------ Extracted text

If that is indeed your first attempt at a bowl then it's one to be proubnd of. The shape will, I assume be a bit flatter when parted off or were you leaving it with the screw holes in? Some do. The shape is not perhaps the usual but that doesn't make it bad. There are no rules regarding these things only what is pleasing to the eye and, in the case of bowls, practicallity. As said finish it of Tom and hang on to it for future reference. 

Pete


----------



## wizer (23 Mar 2009)

Got out into the workshop for a couple of hours last night. Just as well, as today I awoke with a rotten cold. 

On the way out of George's on Sat he offered Richard and I some offcuts he was going to chuck. Richard took a load of Elm blanks and I took a couple of blocks of spalted something or other? Beech?






On the way back from Leicester I was day dreaming about a plan I had for the blocks.

It was a bit knarley, so I planed it up so that it was perfectly square and true.

------------

* [Problem requirements]:
Continue the woodturning forum thread from the point where its text ends.

------ Material

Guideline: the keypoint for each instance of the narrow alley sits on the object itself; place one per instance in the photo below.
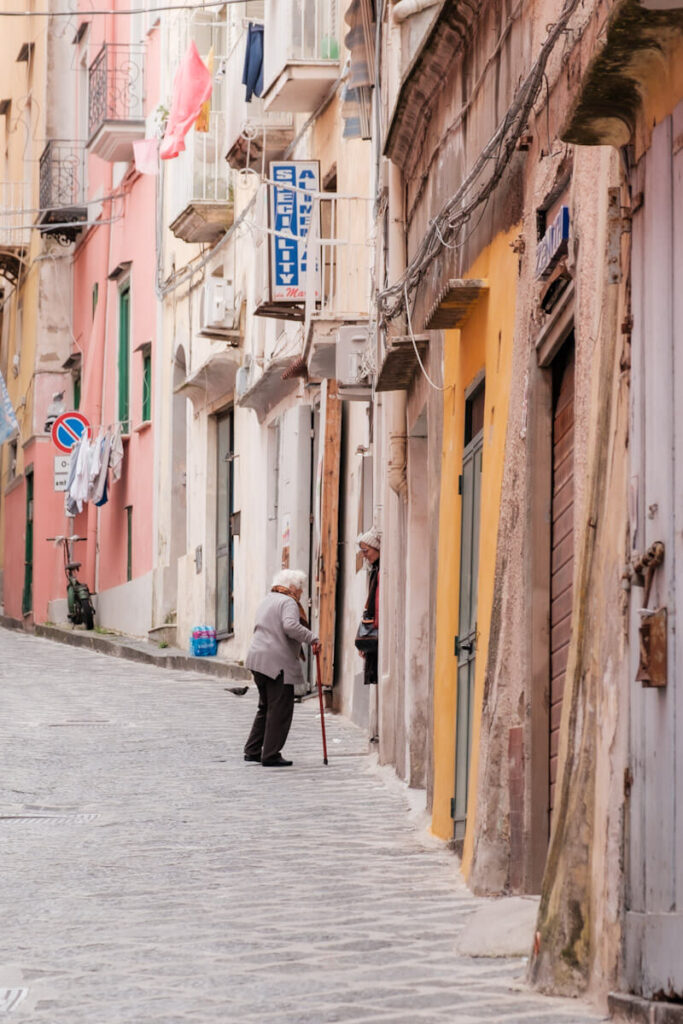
(151, 875)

------------

* [Result of this task]:
I then took a hand plane and cleaned up the planer marks and the end grain






Screwed it to the faceplate






When I put it on the lathe I checked my setup 3 or 4 times and even stepped back to think about it for a minute. I knew this was a hairy task. The lathe was started on it's slowest setting and then gradually brought up til the lathe vibrated a bit and then down til that stopped.

With my newly RS Jig sharpened bowl gouge I set about shaping the inside. All went fairly well. I've still got a lot to learn with turning but this was probably the best\quickest I have hollowed out a bowl shape. 






I carefully sanded the inside down to 1000g and took it off the face plate. Taking a hand plane I removed enough material from the bottom to vanish the screw holes.






I then went on to clean up the end grain with the plane and disaster struck. I didn't get a pic, but basically I split out the fibres of the side grain. This meant I'd have to re-cut the end. Once I had it looked wrong so I went for a design change. 

I took a compass and traced a line to follow the curve of the bowl and then...






....cut it out on the bandsaw. I had the wrong type of blade in the BS so it needed some cleaning up. No problem on the bobbin sander.






I then ran out of time and had to clear up and get back to my husband duties.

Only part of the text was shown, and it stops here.